[Given problem] Output every line of the entries below as a JSON list of strings, one string per line, skipping blank lines and leaving out the pictures.
***** Data extract *****
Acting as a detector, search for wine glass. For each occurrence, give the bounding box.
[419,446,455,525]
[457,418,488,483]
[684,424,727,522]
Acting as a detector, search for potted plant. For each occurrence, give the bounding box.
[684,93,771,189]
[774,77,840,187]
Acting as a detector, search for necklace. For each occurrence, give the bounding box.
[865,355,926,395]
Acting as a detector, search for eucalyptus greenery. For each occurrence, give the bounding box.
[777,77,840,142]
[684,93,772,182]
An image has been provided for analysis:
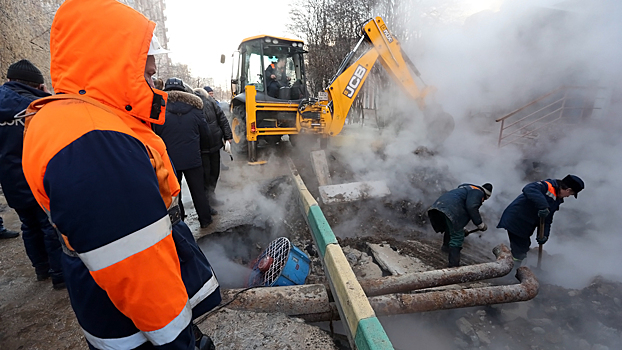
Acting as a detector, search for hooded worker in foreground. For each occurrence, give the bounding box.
[23,0,221,350]
[497,175,585,268]
[428,183,492,267]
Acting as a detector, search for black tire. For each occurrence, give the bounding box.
[229,105,248,154]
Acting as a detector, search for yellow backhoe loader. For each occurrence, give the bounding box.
[230,17,453,163]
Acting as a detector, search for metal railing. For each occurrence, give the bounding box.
[495,86,603,147]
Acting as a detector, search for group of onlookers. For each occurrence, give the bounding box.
[153,78,233,228]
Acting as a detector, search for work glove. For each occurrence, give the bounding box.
[225,140,233,161]
[538,208,550,218]
[225,140,231,154]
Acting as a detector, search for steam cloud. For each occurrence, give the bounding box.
[338,1,622,288]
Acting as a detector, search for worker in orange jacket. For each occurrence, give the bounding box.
[23,0,221,350]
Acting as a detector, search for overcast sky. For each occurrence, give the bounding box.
[166,0,503,86]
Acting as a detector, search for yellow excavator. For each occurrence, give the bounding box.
[230,17,454,163]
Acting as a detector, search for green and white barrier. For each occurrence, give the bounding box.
[288,159,393,350]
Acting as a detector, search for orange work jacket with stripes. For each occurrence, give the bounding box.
[23,0,220,349]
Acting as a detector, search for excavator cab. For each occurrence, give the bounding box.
[230,35,309,162]
[231,36,307,102]
[231,17,454,163]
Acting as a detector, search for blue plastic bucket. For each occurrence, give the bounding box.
[272,243,311,286]
[248,237,310,287]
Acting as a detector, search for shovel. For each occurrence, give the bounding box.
[538,218,544,270]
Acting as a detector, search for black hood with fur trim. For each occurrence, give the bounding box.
[166,91,203,114]
[153,91,209,170]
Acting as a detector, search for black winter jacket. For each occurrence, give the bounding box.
[497,179,564,238]
[0,81,50,209]
[194,88,233,153]
[430,184,485,232]
[153,91,209,171]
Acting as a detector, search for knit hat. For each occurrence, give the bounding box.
[562,175,585,198]
[6,60,43,84]
[482,182,492,199]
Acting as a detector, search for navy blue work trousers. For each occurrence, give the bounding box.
[15,206,63,281]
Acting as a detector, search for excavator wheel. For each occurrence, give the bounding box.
[231,105,257,163]
[231,105,248,153]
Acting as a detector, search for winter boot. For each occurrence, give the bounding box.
[447,247,462,267]
[192,322,216,350]
[441,231,449,253]
[0,226,19,239]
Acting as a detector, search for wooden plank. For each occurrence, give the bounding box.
[311,150,333,186]
[318,181,391,204]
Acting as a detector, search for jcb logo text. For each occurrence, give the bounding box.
[343,64,367,98]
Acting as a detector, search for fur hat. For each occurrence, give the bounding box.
[164,78,186,92]
[6,60,43,84]
[562,175,585,198]
[482,182,492,199]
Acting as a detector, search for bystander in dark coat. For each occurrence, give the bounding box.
[153,78,212,227]
[194,86,233,205]
[0,60,65,289]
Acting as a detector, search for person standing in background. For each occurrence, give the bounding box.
[0,60,65,289]
[194,86,233,208]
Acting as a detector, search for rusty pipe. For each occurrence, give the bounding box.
[222,267,539,322]
[221,284,332,319]
[359,244,514,297]
[369,267,539,316]
[298,267,539,321]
*****
[The output]
[
  "Acting as a detector, search for wine glass. For each occurrence, give the bounding box.",
  "[419,446,455,525]",
  "[457,418,488,483]",
  "[684,424,727,522]",
  "Acting as a detector, search for potted plant. For each occurrence, give the bounding box.",
  "[684,93,771,189]",
  "[774,77,840,187]",
  "Acting as a detector, search for necklace. For each occurrence, give the bounding box.",
  "[865,355,926,395]",
  "Acting as a detector, search for eucalyptus greenery. For each occurrence, give the bounding box.",
  "[777,77,840,142]",
  "[684,93,772,182]",
  "An image has been provided for analysis:",
  "Acting as a detector, search for hooded worker in foreground. For each occurrence, give the bounding box.",
  "[23,0,221,350]",
  "[497,175,585,268]",
  "[428,183,492,267]",
  "Acting as a detector, search for black tire. For each occurrence, give the bounding box.",
  "[229,105,248,154]",
  "Acting as a detector, search for yellow backhoe loader. For each occurrence, give the bounding box.",
  "[230,17,453,163]",
  "Acting as a detector, search for metal railing. For each occurrence, give the bounding box.",
  "[495,86,603,147]",
  "Acting as a detector, search for group of onlookers. For each occurrence, give the bounding box.",
  "[153,78,233,228]",
  "Acting as a detector, search for work glove. For each occurrence, give the bounding box.",
  "[225,140,233,161]",
  "[538,208,550,218]",
  "[225,140,231,154]",
  "Acting as a detector, search for steam cloud. For each occurrence, give the bounding box.",
  "[338,1,622,288]",
  "Acting as a detector, search for worker in orange jacket. For each occurrence, give the bounding box.",
  "[23,0,221,350]",
  "Acting as a detector, search for overcast sky. For each occurrence, give the bounding box.",
  "[166,0,503,86]",
  "Acting as a detector, search for yellow excavator. For each occurrence, give the bounding box.",
  "[230,17,454,163]",
  "Acting as a detector, search for green and white barrier. For each occurrence, give the bounding box.",
  "[288,159,393,350]",
  "Acting as a detector, search for orange work jacket with stripes. For each occurrence, give the bounding box.",
  "[23,0,220,349]",
  "Acting as a detector, search for excavator cab. For each occurrence, give the bounding box.",
  "[230,35,309,162]",
  "[231,36,307,102]",
  "[231,17,454,163]",
  "Acting as a detector, search for blue plastic bucket. For each occurrence, give the bounding box.",
  "[272,243,311,286]",
  "[248,237,310,287]",
  "Acting as a detector, search for shovel. For each occurrence, give the bounding box.",
  "[538,218,544,270]",
  "Acting as a detector, search for black hood with fur trim. For each occurrence, give the bounding box.",
  "[166,91,203,114]",
  "[153,91,209,170]",
  "Acting as a detector, search for black winter jacket. For each occurrence, give the bounding box.",
  "[497,179,564,238]",
  "[0,81,50,209]",
  "[194,88,233,153]",
  "[430,184,485,232]",
  "[153,91,209,171]",
  "Acting as a detector, search for knit hat. For each occurrence, give the bounding box.",
  "[562,175,585,198]",
  "[6,60,43,84]",
  "[482,182,492,199]",
  "Acting as a detector, search for navy blue work trousers. For each occurrence, give the bounding box.",
  "[15,206,63,281]",
  "Acting as a detector, search for excavator wheel. For each occurrence, give the bounding box.",
  "[231,105,257,163]",
  "[231,105,248,153]",
  "Acting as a detector, search for winter boot. For each occurrence, give the bounding box.",
  "[447,247,462,267]",
  "[192,322,216,350]",
  "[441,231,449,253]",
  "[0,226,19,239]",
  "Acting as a detector, search for wooden plank. For each occurrence, give the bounding box.",
  "[311,150,333,186]",
  "[318,181,391,204]",
  "Acting as a detector, search for jcb logo text. For each occurrence, give the bounding box.",
  "[343,64,367,98]",
  "Acting as a detector, search for fur hat. For each occurrence, give the bounding box.",
  "[164,78,186,92]",
  "[6,60,43,84]",
  "[562,175,585,198]",
  "[482,182,492,199]",
  "Acting as a detector, search for bystander in dark coat. For each occurrence, give the bounding box.",
  "[153,78,212,227]",
  "[194,86,233,205]",
  "[0,60,65,289]",
  "Acting as a detector, search for person standing in background. For each occurrence, give the bounding box.",
  "[0,60,65,289]",
  "[194,86,233,208]",
  "Acting as a detector, search for rusty pipe. For each occurrence, give the bounding box.",
  "[222,267,539,322]",
  "[221,284,332,319]",
  "[359,244,514,297]",
  "[369,267,539,316]",
  "[298,267,539,321]"
]